▸ OBJECTIF VISÉ 1
Recopiez le passage du texte sur le tai chi chuan qui commence par "S’enraciner dans sa" et va jusqu'à "perdre notre assise.".
▸ OBJECTIF VISÉ 2
Combien de lignes des entrées contiennent la chaîne "happi" ? La casse compte ; donnez seulement le nombre.

▸ PASSAGE SOURCE
· · · · ·
Souplesse par le tai chi chuan

Souplesse moelleuse

Le boucher taoïste « découpant le boeuf par l’esprit » donne en fait une leçon au prince. L’artisan s’intéresse non à la simple technique mais au mode de fonctionnement des choses. Les classiques évoquent la possibilité de retrouver la souplesse d’un enfant. En effet, les pratiquants confirmés témoignent d’un type de souplesse très particulier : une souplesse moelleuse, un corps semblable à du coton. De nouveau, il ne faut pas s’arrêter à l’aspect extérieur. Le plus intéressant et le plus utile, c’est qu’ils ont retrouvé, tel l’enfant, une grande malléabilité leur permettant de mieux s’adapter à leur environnement.

S’enraciner dans sa nature profonde

De même, l’enracinement en taijiquan ne se limite pas à pouvoir résister à une poussée ou à déraciner un partenaire bien ancré avec un geste en apparence anodin. En s’enracinant dans sa nature profonde, lieu par nature indemne, le pratiquant résiste mieux au stress ambiant. La pratique nous montre que l’on ne peut réellement s’ouvrir à l’Autre et l’accueillir qu’à partir de l’incorporation de nos racines et de notre axe. Elle nous indique comment élargir notre horizon sans perdre notre assise.
· · · · ·
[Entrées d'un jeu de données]
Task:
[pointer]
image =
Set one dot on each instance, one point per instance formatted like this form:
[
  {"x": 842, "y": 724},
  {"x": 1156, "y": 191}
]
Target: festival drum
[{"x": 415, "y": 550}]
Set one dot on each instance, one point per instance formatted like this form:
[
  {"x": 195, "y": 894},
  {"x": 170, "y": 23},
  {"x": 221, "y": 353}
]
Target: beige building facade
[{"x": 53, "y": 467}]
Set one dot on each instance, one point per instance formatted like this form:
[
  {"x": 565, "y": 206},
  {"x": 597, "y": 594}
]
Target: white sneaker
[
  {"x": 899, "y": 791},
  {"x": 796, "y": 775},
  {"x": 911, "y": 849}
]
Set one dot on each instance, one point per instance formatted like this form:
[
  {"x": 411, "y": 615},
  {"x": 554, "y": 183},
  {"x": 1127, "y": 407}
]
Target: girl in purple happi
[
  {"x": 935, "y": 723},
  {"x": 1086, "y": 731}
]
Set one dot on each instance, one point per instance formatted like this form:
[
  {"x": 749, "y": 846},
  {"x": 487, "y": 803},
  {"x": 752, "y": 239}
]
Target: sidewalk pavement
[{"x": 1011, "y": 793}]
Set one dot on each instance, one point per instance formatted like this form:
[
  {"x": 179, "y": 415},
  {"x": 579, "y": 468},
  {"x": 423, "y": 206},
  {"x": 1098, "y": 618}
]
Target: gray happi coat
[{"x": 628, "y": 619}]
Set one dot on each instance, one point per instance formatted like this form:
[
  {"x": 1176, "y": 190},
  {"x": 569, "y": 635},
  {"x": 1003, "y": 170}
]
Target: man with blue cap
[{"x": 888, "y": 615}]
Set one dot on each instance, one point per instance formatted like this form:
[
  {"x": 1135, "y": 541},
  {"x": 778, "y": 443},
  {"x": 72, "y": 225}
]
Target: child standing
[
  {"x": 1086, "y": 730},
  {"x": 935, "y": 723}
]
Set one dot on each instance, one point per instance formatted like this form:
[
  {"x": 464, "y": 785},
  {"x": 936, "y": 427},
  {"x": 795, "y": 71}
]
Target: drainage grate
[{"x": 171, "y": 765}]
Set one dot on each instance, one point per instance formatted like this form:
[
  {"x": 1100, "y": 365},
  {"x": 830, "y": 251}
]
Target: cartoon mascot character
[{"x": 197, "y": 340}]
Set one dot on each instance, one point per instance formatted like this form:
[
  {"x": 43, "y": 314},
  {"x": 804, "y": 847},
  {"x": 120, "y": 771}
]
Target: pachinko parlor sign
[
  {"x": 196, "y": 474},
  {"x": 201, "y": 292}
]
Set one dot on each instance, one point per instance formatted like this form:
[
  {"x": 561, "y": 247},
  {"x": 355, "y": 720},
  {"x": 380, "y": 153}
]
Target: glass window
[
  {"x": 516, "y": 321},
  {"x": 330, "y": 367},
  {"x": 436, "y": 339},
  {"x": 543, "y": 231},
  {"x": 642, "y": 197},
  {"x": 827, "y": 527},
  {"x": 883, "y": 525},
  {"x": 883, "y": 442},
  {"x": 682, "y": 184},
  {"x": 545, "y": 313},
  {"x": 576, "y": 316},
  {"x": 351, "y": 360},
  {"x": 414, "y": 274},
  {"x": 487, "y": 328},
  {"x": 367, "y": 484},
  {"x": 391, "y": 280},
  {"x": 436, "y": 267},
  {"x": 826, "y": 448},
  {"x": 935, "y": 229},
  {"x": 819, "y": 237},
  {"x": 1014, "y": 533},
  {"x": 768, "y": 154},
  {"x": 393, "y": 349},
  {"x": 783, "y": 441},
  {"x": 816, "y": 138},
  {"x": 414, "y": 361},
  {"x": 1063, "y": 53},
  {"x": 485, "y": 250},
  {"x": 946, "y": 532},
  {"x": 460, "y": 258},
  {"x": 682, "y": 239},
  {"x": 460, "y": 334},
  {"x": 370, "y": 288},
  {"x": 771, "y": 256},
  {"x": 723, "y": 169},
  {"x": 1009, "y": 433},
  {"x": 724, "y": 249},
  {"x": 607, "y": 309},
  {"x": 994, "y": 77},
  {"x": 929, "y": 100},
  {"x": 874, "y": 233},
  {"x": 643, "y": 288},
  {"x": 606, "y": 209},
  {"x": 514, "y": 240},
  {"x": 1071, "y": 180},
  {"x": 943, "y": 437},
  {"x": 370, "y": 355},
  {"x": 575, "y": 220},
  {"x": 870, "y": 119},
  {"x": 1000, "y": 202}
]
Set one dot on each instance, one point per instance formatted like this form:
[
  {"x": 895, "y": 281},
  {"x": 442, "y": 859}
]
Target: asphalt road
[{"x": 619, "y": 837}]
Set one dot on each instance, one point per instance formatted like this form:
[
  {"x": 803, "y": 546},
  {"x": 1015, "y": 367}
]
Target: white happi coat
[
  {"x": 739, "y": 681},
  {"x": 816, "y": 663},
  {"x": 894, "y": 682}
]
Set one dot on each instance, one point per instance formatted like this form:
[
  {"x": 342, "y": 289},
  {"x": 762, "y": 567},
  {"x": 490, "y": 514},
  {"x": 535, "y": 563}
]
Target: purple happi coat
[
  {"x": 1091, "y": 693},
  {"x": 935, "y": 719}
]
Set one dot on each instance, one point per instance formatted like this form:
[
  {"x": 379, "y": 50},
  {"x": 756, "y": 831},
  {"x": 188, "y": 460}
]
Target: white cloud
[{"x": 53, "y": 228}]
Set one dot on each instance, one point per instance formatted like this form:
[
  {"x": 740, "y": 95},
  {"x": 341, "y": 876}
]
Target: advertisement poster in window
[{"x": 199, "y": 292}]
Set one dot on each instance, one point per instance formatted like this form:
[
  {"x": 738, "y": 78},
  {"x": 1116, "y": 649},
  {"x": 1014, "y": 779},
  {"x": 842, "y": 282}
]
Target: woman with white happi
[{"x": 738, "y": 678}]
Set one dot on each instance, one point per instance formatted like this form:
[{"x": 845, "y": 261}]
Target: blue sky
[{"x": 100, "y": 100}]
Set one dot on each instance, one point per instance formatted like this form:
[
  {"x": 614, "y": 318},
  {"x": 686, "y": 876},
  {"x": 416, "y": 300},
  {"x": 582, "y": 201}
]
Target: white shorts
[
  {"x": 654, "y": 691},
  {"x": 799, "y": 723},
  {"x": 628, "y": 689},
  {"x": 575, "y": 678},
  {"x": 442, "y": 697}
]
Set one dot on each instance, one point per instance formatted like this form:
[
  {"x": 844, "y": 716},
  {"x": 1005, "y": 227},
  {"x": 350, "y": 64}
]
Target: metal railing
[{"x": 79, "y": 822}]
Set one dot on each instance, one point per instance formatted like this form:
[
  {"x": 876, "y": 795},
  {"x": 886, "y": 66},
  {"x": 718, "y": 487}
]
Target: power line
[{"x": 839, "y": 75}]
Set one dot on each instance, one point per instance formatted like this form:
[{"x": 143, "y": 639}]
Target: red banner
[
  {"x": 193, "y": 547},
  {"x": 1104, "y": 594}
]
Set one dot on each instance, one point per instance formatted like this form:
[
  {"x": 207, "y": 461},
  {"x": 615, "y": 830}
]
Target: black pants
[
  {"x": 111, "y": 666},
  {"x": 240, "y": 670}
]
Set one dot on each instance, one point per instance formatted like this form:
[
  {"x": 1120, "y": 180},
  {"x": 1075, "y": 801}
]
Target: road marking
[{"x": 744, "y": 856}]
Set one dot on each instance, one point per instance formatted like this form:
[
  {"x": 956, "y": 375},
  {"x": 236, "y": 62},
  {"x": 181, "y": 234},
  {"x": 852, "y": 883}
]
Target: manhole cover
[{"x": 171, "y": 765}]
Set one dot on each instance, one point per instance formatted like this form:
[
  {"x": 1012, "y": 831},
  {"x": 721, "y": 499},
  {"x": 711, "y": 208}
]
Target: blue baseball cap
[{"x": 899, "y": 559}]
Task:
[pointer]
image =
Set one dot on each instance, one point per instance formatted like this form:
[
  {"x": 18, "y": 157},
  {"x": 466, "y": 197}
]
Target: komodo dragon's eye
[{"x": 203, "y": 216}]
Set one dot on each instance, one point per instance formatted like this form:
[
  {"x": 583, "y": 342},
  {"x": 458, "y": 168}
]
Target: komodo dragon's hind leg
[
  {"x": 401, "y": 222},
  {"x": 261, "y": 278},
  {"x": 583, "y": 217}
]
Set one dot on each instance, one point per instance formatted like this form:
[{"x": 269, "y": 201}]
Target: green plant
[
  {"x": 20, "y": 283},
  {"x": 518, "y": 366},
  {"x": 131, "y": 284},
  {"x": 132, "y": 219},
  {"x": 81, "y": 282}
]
· · · · ·
▸ RÉPONSE RÉDIGÉE 1
S’enraciner dans sa nature profonde

De même, l’enracinement en taijiquan ne se limite pas à pouvoir résister à une poussée ou à déraciner un partenaire bien ancré avec un geste en apparence anodin. En s’enracinant dans sa nature profonde, lieu par nature indemne, le pratiquant résiste mieux au stress ambiant. La pratique nous montre que l’on ne peut réellement s’ouvrir à l’Autre et l’accueillir qu’à partir de l’incorporation de nos racines et de notre axe. Elle nous indique comment élargir notre horizon sans perdre notre assise.

▸ RÉPONSE RÉDIGÉE 2
5